# [Tasks to complete]
1. According to the anthology review, who edited Wind over Water?
2. Return the passage of the anthology review that begins at the words "Human emotion balanced" and stops after the words "landscape and nature.", copied word for word.

Wind over Water: an anthology of haiku and tanka by delegates of the Fourth Haiku Pacific Rim Conference.  Edited by Dawn Bruce and Greg Piko.  2009.  63 pp.  Available from Beverley George, P. O. Box 37, Pearl Beach, N.S.W. 2256, Australia.  For one copy: within Australia: AUD$10 plus $1.65 post; New Zealand and Japan: AUD$10 plus $4.35 post; USA, UK and Canada: AUD$10 plus $6.30 post.  If paying by cheque or money order payment must be in Australian dollars www.eucalypt.info.

Reviewed by Patricia Prime


This 63 page collection of haiku and tanka by the delegates of the Fourth Haiku Pacific Rim Conference is a glossy little masterpiece.  The poems are beautifully printed and set out two or three per page.  Each poet has his or her own page and the poet’s names are listed in alphabetical order which makes it easier for the reader to select a poet’s work.  Biographical notes and publication credits are given at the end of the book.

Human emotion balanced against close observation of nature may characterize the most enduring examples of haiku.  In a number of haiku, the poets consistently achieve the interplay between their perceptions of human nature and observations of landscape and nature.

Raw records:
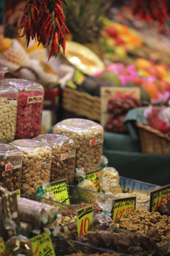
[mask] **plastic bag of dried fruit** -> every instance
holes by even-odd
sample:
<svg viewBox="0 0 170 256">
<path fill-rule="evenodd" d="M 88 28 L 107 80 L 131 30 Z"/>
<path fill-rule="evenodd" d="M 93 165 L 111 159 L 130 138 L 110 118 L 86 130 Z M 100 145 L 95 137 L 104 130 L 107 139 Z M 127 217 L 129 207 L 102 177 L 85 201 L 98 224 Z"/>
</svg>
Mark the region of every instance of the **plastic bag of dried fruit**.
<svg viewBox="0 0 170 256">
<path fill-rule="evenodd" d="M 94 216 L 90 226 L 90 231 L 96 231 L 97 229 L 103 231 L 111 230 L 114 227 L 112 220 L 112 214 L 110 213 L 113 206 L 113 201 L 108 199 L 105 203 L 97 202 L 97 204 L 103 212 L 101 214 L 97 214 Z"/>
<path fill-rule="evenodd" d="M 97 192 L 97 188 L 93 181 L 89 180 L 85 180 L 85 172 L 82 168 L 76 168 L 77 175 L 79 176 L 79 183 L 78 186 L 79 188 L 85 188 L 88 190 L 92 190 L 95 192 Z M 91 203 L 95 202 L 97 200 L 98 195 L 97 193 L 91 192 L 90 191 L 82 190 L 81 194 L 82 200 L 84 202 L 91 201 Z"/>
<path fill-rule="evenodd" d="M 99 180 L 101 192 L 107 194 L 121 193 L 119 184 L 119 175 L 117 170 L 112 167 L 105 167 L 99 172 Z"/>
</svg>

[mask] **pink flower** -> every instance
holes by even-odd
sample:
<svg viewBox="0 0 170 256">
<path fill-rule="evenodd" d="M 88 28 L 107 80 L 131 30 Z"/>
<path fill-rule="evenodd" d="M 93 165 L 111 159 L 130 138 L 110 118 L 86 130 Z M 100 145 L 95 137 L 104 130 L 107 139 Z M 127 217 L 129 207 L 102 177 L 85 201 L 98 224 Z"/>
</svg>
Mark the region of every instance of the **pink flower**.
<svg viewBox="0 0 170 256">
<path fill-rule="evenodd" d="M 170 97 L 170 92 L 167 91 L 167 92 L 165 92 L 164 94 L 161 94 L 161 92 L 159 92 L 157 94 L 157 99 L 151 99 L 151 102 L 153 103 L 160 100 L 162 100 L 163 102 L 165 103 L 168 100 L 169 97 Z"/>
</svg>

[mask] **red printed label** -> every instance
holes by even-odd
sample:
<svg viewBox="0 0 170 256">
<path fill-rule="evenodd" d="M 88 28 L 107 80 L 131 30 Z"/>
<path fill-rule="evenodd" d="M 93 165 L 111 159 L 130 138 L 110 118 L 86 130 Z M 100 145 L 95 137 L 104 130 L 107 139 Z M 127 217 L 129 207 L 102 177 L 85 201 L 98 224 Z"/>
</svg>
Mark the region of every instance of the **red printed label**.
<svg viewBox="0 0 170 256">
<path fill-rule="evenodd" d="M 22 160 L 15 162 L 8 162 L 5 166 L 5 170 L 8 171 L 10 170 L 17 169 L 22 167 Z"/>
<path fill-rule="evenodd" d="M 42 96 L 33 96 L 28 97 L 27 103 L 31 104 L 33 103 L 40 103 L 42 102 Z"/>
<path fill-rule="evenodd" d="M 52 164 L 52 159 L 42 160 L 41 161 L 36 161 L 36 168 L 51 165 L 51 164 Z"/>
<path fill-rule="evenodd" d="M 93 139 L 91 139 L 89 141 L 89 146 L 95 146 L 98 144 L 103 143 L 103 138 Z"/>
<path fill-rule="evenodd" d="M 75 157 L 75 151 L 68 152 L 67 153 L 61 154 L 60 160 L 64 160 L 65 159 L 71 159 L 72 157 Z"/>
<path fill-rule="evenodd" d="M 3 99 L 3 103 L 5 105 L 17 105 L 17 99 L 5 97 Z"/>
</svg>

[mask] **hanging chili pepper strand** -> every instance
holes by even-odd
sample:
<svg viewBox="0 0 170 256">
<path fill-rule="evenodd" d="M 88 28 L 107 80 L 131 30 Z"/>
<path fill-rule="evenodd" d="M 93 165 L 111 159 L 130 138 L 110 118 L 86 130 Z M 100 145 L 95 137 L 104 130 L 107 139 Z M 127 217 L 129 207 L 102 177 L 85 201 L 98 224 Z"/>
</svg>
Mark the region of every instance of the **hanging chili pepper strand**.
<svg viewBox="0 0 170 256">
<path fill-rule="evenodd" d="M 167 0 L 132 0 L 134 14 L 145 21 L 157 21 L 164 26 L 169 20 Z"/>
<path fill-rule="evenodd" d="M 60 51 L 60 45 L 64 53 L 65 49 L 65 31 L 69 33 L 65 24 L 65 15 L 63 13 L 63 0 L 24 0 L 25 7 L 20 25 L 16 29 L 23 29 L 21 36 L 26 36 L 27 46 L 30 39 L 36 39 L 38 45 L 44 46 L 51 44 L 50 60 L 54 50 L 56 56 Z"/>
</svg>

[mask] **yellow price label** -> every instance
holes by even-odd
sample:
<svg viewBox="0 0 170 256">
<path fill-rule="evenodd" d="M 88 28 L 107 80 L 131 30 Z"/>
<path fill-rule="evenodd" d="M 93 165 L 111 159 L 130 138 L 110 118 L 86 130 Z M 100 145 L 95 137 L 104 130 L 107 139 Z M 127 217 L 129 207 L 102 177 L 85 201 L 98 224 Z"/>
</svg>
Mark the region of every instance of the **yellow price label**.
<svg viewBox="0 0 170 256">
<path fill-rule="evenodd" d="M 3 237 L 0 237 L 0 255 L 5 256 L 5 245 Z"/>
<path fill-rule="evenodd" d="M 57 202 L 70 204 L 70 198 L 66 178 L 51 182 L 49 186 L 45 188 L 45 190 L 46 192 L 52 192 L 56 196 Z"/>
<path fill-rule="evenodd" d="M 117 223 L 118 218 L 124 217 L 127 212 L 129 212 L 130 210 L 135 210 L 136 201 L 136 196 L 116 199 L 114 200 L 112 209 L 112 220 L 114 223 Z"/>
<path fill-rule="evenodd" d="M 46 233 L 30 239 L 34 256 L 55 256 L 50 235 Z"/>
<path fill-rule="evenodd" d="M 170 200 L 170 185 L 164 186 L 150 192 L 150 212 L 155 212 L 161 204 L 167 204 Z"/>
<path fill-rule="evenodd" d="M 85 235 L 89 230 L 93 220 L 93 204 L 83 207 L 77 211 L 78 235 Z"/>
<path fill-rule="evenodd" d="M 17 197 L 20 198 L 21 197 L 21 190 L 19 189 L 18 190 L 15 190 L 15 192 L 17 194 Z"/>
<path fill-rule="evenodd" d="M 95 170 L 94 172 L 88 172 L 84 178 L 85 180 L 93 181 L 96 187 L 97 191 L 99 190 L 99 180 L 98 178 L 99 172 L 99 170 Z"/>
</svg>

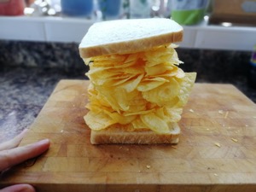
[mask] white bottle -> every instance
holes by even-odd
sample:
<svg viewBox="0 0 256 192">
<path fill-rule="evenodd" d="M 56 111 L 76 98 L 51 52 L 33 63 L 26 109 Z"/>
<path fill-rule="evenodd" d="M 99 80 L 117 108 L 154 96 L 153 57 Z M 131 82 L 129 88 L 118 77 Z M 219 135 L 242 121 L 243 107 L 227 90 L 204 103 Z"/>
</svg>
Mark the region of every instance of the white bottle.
...
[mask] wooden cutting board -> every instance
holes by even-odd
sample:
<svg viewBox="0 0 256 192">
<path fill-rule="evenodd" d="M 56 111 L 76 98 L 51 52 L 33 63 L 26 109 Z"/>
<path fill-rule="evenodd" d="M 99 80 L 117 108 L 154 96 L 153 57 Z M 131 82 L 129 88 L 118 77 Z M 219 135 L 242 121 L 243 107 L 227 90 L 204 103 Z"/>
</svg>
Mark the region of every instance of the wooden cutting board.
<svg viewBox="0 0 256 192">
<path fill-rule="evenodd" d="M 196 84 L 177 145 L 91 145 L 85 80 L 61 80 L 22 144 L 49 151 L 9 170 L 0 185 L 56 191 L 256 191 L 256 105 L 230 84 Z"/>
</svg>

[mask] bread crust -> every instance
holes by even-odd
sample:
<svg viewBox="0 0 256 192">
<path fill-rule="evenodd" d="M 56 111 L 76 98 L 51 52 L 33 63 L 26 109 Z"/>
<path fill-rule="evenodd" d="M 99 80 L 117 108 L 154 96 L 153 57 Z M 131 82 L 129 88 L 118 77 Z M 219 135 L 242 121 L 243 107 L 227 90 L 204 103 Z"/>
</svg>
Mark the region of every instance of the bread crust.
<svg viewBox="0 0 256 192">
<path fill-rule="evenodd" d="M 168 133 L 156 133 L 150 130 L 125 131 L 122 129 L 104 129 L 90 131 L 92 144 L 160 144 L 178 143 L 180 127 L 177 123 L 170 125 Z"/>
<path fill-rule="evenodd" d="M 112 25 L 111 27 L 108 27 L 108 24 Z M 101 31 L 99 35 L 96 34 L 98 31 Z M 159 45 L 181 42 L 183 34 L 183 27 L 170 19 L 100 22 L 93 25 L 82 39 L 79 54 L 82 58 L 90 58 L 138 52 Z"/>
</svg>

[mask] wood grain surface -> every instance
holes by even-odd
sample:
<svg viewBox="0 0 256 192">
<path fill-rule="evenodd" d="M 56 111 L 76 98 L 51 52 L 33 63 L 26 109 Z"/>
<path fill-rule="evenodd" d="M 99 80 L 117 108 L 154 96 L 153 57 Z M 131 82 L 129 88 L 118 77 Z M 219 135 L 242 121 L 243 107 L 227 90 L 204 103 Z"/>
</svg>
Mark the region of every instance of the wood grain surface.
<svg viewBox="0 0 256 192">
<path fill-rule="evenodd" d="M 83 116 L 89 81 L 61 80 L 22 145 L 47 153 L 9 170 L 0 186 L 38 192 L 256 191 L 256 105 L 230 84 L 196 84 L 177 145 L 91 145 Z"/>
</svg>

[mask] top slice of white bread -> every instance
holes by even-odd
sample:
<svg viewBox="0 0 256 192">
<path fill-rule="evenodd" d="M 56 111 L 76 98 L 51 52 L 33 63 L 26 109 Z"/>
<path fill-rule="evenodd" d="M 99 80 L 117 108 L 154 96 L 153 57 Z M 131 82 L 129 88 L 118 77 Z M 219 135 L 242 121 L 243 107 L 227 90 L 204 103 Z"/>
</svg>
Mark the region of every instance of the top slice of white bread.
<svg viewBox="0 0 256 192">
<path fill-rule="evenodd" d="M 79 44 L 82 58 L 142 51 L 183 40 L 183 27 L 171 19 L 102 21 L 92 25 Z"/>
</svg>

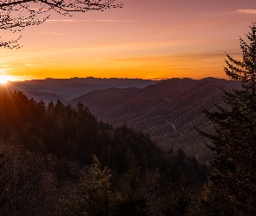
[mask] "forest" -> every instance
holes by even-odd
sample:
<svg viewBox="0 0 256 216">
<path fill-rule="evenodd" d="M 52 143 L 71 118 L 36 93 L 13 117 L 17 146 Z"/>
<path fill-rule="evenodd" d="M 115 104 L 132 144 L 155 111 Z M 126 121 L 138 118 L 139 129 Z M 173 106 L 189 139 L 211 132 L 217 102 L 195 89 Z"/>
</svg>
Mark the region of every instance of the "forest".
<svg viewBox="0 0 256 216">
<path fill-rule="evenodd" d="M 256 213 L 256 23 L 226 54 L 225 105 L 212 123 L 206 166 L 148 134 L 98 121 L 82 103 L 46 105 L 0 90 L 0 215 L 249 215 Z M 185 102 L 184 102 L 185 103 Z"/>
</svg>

# [Solutions to each task]
1. Dawn Bruce and Greg Piko

2.
Human emotion balanced against close observation of nature may characterize the most enduring examples of haiku.  In a number of haiku, the poets consistently achieve the interplay between their perceptions of human nature and observations of landscape and nature.